* **WHAT YOU WILL DO**:
When the line containing "the **distant hill**?" appears in the data below, begin copying there and stop only after the line containing "the **mountain range**?".

* **EXTRACTED INFORMATION**:

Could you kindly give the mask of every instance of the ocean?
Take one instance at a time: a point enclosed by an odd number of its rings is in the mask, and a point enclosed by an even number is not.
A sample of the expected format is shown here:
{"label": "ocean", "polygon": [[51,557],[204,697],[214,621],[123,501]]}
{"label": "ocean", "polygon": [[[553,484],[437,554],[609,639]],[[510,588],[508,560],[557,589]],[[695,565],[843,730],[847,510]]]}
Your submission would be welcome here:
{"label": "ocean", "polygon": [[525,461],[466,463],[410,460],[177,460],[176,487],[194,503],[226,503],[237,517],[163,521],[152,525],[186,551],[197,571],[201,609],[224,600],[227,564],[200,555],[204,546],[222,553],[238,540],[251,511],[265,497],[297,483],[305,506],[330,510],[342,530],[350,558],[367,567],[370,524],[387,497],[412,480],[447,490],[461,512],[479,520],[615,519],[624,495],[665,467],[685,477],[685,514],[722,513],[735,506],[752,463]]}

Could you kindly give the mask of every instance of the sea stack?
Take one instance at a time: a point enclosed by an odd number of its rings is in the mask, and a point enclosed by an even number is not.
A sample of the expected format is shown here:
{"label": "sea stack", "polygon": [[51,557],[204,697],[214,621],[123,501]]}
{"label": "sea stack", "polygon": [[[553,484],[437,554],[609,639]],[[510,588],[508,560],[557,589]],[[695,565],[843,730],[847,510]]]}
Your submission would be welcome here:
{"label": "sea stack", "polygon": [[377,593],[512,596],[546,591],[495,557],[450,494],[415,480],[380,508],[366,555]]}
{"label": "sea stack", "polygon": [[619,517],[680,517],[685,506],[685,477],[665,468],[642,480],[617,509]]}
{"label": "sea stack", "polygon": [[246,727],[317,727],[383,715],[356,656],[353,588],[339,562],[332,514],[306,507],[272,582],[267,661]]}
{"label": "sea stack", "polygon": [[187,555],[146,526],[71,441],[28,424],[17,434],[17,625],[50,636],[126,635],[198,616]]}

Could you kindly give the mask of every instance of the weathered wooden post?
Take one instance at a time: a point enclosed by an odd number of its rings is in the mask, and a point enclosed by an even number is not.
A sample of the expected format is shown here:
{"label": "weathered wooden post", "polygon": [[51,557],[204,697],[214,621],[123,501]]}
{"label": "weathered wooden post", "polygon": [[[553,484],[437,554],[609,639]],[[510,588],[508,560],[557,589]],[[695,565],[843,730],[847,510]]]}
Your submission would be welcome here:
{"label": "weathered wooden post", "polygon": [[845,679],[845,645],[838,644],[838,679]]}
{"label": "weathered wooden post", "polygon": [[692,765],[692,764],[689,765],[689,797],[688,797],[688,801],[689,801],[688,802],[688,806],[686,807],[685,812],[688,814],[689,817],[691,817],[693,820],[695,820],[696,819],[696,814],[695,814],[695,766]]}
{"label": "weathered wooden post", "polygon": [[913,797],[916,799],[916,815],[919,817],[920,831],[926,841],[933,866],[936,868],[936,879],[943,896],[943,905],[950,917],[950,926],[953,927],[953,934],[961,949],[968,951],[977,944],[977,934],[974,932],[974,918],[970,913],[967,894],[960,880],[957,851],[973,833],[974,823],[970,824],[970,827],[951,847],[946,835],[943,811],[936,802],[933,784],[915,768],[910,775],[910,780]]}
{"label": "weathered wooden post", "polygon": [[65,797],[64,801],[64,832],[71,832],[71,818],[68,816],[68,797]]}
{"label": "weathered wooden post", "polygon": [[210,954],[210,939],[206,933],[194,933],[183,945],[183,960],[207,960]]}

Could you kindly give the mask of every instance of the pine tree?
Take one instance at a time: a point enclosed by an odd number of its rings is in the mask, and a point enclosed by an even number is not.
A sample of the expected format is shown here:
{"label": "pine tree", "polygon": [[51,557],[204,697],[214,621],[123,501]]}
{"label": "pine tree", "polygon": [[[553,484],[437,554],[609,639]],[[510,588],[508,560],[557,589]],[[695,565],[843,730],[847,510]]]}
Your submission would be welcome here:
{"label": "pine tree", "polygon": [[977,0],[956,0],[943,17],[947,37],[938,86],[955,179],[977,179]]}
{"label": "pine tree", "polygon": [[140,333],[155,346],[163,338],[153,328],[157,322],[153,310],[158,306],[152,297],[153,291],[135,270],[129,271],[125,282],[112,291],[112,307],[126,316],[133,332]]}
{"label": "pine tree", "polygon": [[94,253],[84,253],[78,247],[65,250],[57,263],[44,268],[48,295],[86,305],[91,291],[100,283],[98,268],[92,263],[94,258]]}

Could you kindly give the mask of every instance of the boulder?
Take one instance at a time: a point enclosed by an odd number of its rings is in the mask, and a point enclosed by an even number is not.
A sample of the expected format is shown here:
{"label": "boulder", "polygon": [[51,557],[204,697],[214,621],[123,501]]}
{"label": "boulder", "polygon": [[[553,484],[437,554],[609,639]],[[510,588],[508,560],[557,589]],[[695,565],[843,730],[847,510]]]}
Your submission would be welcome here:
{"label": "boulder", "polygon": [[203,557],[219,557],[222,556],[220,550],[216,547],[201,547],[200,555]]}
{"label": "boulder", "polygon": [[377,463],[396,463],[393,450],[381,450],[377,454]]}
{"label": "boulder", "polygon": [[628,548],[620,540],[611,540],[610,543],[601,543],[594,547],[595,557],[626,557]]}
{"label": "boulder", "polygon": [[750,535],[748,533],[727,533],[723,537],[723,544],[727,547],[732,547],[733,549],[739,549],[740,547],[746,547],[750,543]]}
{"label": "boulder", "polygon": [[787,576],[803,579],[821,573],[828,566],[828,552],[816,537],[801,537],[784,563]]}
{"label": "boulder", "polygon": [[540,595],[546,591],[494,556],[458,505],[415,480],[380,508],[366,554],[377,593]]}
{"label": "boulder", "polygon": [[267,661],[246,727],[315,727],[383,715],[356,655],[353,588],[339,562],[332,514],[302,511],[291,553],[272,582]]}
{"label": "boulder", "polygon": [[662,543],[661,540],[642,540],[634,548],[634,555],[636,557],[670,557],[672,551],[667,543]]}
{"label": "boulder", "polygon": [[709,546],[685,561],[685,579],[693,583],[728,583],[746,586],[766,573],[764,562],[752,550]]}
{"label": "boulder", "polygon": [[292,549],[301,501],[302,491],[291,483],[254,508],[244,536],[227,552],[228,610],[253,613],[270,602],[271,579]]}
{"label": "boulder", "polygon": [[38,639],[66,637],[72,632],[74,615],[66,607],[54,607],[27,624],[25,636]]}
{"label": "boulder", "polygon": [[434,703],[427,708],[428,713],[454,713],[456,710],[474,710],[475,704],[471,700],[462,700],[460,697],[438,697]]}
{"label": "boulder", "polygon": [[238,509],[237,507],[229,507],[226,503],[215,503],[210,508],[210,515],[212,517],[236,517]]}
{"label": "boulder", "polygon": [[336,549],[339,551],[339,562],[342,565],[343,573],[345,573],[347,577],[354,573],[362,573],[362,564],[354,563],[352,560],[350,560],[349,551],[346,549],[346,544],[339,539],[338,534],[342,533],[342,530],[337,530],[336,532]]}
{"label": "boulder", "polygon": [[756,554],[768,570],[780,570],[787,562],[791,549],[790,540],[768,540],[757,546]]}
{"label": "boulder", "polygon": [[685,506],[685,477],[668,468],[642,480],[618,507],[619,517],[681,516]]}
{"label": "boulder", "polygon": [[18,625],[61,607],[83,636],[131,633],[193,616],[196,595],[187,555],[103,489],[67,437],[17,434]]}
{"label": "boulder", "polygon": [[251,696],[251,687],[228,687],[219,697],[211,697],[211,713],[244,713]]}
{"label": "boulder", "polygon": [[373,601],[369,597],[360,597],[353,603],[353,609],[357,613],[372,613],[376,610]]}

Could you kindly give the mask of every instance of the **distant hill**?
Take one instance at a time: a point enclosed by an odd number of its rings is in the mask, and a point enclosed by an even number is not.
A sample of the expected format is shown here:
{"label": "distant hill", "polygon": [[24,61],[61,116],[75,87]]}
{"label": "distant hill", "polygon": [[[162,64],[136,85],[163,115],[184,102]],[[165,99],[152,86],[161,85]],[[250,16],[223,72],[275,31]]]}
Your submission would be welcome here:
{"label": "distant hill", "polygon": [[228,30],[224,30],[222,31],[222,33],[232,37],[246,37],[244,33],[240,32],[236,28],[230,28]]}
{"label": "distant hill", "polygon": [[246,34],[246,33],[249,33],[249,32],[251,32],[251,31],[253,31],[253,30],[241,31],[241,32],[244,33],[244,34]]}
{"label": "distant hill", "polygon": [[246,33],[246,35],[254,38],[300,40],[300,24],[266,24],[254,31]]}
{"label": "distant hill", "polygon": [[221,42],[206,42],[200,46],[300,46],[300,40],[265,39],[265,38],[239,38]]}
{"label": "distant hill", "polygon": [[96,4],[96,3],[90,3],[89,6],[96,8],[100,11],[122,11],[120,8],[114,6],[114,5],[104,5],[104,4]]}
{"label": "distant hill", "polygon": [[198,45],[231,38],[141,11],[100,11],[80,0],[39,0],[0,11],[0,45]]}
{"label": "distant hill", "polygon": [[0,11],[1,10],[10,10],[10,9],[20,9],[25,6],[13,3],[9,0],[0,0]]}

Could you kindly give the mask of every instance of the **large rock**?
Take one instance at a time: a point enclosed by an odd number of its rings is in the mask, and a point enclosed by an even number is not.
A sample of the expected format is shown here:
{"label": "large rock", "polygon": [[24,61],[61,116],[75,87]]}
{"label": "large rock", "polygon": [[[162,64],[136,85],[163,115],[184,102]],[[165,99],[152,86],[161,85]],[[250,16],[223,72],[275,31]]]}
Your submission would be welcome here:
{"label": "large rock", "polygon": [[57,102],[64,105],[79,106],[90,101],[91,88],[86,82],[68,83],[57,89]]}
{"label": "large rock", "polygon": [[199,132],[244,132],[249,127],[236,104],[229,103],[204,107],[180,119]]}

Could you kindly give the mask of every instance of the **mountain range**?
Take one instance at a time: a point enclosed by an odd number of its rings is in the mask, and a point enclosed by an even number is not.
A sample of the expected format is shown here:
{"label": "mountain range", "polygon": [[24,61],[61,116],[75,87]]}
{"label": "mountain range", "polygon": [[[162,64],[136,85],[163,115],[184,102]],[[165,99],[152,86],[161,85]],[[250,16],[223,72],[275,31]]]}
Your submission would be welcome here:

* **OUTPUT OF THE EXERCISE**:
Could you kindly give the mask of every instance of the **distant hill**?
Take one instance at a time: a point enclosed by an odd number of its rings is in the mask, and a point enclosed by an even number is not.
A sample of the expected format is shown here:
{"label": "distant hill", "polygon": [[24,61],[61,116],[75,87]]}
{"label": "distant hill", "polygon": [[[162,64],[136,85],[163,115],[184,102]],[[165,99],[152,86],[161,85]],[[250,16],[223,72],[275,31]]]}
Your submission would be welcome here:
{"label": "distant hill", "polygon": [[228,30],[224,30],[222,31],[222,33],[232,37],[246,37],[244,33],[240,32],[236,28],[230,28]]}
{"label": "distant hill", "polygon": [[246,34],[246,33],[249,33],[249,32],[251,32],[251,31],[253,31],[253,30],[241,31],[241,32],[244,33],[244,34]]}
{"label": "distant hill", "polygon": [[246,33],[246,35],[254,38],[300,40],[300,24],[266,24],[254,31]]}
{"label": "distant hill", "polygon": [[221,42],[206,42],[200,46],[300,46],[300,40],[265,39],[265,38],[239,38]]}
{"label": "distant hill", "polygon": [[96,4],[96,3],[90,3],[89,6],[96,8],[100,11],[122,11],[120,8],[114,6],[114,5],[104,5],[104,4]]}
{"label": "distant hill", "polygon": [[198,45],[231,38],[141,11],[100,11],[80,0],[39,0],[0,11],[0,45]]}
{"label": "distant hill", "polygon": [[0,11],[1,10],[10,10],[10,9],[20,9],[25,6],[13,3],[9,0],[0,0]]}

Could you kindly give the mask of every instance of the **large rock**?
Take one instance at a time: a point enclosed by an odd number of its rings is in the mask, and a point enclosed by an even number is not.
A sample of the expected format is shown here:
{"label": "large rock", "polygon": [[24,61],[61,116],[75,87]]}
{"label": "large rock", "polygon": [[[162,64],[136,85],[163,115],[184,102]],[[165,99],[152,86],[161,85]],[[250,16],[223,72],[275,31]]]}
Your submission would be welcome here:
{"label": "large rock", "polygon": [[57,102],[64,105],[79,106],[90,101],[91,88],[86,82],[68,83],[57,89]]}
{"label": "large rock", "polygon": [[199,132],[244,132],[249,127],[236,104],[229,103],[204,107],[180,119]]}

Could you kindly give the mask of every instance of the **mountain range**?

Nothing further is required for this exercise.